→ Text provided
────────────────
TOOHEY J: Mr Jackson, just so that I am sure I understand

the argument that is being put. There was at the

end of the day a number of convictions which had

not been disturbed either by directed verdicts, or
by the Court of Appeal. In respect of each of

those convictions, in the view of the Court of

Criminal Appeal, there was evidence which would

warrant a finding of guilty by the jury. What is

it then that makes it unsafe for those convictions

now to stand?

MR JACKSON: Well, Your Honour, the point made is this:

the issue before the Court of Criminal Appeal was

whether there had been a miscarriage of justice at

the trial.

BRENNAN J: What had been miscarried?

MR JACKSON: Whether there had been a miscarriage of

justice, Your Honour, by allowing the case to

proceed in respect of - by allowing the case to

proceed to conviction in respect of the remaining

counts after the 10 counts had been the subject of

directed acquittals, and what was being urged upon

the Court of Criminal Appeal was that the trial

judge, at the time when he was dealing with the

Harvey 27/6/91

question whether the case should proceed further,

should have taken into account the fact that there

had been the 10 acquittals by direction and not

have let the case go to the jury.
────────────────
→ Given data
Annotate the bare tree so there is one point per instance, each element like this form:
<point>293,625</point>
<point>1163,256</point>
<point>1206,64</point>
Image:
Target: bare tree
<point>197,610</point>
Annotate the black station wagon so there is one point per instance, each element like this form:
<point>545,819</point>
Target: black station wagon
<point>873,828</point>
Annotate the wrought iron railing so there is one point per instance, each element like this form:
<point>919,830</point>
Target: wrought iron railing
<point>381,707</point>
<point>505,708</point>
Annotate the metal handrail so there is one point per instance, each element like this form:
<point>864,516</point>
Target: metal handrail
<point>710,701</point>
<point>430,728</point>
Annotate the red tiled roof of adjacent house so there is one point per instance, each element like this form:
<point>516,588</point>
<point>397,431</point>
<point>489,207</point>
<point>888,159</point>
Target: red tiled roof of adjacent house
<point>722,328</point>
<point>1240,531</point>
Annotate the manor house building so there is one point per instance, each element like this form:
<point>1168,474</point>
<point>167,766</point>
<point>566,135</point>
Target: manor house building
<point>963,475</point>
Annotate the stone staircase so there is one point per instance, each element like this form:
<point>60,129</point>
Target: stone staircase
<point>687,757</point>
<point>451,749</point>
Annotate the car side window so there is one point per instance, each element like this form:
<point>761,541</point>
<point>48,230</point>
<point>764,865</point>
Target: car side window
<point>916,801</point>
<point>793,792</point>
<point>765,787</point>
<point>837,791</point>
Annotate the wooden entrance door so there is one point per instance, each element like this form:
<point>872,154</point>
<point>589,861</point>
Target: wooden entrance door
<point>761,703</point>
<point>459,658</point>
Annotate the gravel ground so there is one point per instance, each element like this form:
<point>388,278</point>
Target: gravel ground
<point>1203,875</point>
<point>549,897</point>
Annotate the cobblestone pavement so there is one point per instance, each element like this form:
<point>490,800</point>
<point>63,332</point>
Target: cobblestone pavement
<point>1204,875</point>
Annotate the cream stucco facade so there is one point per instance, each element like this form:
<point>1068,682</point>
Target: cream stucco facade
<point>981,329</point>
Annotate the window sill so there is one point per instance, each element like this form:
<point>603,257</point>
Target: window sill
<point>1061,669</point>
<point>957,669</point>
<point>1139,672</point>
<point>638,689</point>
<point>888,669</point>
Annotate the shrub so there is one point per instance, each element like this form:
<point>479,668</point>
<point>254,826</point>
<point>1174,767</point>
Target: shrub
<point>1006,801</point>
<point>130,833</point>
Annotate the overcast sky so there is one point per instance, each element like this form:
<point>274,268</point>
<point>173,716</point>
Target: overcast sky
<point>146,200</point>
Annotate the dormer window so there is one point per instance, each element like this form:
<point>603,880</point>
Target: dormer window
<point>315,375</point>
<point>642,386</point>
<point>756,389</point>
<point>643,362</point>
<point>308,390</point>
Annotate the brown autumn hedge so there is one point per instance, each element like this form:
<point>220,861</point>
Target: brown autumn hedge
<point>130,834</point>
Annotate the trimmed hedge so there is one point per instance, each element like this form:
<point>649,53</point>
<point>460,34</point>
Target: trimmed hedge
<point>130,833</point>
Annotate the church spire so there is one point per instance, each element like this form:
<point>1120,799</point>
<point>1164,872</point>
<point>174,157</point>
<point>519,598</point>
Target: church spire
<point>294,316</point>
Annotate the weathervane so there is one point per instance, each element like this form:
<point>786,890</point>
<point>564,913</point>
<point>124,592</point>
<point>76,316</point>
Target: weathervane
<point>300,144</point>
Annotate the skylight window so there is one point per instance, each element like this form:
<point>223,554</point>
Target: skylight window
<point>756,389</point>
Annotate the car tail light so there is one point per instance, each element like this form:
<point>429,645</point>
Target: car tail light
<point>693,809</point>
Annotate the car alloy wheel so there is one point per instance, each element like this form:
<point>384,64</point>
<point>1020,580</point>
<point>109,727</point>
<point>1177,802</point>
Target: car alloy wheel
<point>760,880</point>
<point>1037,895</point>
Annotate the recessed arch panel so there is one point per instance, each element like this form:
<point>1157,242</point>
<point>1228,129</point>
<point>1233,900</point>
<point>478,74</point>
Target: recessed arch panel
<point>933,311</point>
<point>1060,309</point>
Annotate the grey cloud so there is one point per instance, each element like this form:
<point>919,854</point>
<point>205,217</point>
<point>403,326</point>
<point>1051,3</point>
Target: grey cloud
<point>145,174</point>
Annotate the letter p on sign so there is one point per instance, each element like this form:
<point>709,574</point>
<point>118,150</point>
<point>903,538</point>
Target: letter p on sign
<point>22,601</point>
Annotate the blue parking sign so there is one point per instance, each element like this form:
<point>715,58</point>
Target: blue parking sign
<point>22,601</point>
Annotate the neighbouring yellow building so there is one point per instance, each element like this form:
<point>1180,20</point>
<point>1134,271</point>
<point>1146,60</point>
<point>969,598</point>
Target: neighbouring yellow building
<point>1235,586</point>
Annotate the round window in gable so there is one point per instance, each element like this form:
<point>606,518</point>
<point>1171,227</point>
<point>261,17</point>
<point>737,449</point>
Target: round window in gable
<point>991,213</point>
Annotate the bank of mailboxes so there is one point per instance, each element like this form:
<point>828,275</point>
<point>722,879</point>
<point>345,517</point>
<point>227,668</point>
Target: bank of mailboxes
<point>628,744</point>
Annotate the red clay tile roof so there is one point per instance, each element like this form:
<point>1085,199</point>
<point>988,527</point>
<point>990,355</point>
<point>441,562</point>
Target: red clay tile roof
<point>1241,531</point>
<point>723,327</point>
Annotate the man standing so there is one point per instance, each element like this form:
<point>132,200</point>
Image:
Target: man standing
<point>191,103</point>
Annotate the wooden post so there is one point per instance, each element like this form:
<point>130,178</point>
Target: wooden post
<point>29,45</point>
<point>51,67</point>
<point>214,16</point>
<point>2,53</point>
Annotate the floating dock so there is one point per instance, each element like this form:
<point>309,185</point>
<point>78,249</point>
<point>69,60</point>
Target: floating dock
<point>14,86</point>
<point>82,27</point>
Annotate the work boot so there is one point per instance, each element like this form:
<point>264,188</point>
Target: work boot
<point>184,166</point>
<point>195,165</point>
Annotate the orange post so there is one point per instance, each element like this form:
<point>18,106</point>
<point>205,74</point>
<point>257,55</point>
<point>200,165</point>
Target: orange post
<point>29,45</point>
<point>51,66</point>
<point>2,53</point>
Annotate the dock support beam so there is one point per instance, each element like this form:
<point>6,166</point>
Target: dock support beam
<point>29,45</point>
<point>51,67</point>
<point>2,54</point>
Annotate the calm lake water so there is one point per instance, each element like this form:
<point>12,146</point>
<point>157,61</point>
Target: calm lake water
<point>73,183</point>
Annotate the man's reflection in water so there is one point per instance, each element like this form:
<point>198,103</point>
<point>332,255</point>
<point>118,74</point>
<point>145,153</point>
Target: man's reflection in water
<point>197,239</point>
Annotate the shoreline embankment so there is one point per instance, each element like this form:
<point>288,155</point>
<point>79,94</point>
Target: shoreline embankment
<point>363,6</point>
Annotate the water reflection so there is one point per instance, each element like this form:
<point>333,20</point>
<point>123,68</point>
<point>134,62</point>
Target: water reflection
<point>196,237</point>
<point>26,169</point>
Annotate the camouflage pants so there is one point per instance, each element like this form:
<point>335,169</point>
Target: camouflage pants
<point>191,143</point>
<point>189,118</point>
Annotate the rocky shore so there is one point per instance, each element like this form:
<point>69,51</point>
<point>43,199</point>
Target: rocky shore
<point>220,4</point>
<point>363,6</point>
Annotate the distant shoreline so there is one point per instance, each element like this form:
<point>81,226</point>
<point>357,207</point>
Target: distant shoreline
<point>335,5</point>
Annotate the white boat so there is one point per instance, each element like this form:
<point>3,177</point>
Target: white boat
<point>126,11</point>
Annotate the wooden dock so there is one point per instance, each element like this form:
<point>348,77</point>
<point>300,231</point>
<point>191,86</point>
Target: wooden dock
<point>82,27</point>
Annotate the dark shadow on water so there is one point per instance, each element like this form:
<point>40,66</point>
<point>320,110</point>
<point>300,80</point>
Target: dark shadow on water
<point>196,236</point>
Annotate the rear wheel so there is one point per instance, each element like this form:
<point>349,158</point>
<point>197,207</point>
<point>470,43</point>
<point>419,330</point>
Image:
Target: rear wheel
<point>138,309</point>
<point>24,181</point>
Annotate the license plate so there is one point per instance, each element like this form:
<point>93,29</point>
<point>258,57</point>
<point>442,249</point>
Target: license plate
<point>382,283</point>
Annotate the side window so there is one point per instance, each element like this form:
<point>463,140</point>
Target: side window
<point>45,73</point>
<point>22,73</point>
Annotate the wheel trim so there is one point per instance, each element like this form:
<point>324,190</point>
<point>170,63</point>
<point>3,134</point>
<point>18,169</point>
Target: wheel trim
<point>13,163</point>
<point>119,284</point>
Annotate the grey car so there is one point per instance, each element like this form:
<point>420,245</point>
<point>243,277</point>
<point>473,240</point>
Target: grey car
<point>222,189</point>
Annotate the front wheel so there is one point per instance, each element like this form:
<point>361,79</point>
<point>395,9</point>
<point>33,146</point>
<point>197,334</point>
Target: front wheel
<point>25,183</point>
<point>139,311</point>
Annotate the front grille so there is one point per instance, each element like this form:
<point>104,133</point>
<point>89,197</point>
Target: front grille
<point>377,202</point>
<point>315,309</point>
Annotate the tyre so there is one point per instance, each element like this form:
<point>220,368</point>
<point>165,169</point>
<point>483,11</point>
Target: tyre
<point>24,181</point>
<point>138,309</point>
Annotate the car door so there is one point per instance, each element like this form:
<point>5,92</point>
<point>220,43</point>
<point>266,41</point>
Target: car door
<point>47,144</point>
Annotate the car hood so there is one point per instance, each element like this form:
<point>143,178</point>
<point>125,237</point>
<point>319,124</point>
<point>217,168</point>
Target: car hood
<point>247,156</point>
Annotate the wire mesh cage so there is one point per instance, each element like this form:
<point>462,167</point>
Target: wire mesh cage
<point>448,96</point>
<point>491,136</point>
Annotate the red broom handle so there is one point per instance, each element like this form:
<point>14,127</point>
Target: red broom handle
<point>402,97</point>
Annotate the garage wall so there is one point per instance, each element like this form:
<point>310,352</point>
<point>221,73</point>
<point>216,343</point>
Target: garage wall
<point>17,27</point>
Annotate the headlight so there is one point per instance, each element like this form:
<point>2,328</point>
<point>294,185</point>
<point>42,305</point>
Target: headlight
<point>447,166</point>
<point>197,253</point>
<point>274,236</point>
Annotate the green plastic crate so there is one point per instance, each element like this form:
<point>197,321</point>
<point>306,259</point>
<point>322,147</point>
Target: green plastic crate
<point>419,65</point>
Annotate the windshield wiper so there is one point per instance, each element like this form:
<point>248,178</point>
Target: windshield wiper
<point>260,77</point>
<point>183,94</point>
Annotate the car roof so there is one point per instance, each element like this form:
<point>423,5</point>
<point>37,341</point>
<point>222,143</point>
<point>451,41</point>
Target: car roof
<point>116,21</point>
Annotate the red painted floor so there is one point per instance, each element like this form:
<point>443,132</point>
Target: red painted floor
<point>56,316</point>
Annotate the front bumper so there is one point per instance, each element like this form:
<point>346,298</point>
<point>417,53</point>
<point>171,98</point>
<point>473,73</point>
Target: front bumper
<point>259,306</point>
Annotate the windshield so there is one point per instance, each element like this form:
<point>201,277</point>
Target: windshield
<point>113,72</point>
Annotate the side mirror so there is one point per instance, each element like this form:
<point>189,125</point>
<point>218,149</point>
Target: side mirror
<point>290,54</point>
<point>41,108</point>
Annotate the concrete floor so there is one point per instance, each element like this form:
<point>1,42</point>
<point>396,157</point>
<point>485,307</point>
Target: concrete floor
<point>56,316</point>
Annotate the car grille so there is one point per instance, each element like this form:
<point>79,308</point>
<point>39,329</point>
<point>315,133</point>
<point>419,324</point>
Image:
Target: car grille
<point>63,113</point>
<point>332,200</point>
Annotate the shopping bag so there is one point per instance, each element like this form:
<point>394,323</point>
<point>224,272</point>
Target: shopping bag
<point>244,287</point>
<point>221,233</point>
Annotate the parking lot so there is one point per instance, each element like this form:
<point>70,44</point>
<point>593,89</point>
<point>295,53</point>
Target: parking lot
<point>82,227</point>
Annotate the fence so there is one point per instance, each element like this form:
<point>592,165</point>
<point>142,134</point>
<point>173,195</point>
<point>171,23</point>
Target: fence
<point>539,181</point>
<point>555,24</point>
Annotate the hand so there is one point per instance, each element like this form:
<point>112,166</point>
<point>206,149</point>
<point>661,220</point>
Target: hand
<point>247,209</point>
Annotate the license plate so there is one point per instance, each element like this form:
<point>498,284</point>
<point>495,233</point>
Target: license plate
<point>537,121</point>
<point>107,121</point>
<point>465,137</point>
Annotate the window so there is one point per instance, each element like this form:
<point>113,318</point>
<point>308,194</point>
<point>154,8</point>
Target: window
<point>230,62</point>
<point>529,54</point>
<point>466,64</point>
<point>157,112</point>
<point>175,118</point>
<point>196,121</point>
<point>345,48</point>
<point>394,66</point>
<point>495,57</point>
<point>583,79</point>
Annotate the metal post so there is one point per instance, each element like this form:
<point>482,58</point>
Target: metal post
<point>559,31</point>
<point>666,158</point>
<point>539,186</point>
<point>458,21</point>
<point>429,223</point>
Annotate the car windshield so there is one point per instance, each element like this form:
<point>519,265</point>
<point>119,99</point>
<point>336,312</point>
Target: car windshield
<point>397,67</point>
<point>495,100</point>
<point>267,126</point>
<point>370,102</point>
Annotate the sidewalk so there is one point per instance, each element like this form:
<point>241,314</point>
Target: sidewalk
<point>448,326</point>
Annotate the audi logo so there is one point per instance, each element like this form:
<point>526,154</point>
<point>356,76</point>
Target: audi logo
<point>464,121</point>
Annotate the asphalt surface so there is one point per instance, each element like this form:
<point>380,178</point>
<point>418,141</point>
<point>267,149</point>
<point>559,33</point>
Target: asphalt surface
────────────────
From the hearing transcript above, extract the passage that begins with the words "MR JACKSON: Well, Your" and ends with "had been miscarried?", copying it word for word.

→ Reply to the exercise
MR JACKSON: Well, Your Honour, the point made is this:

the issue before the Court of Criminal Appeal was

whether there had been a miscarriage of justice at

the trial.

BRENNAN J: What had been miscarried?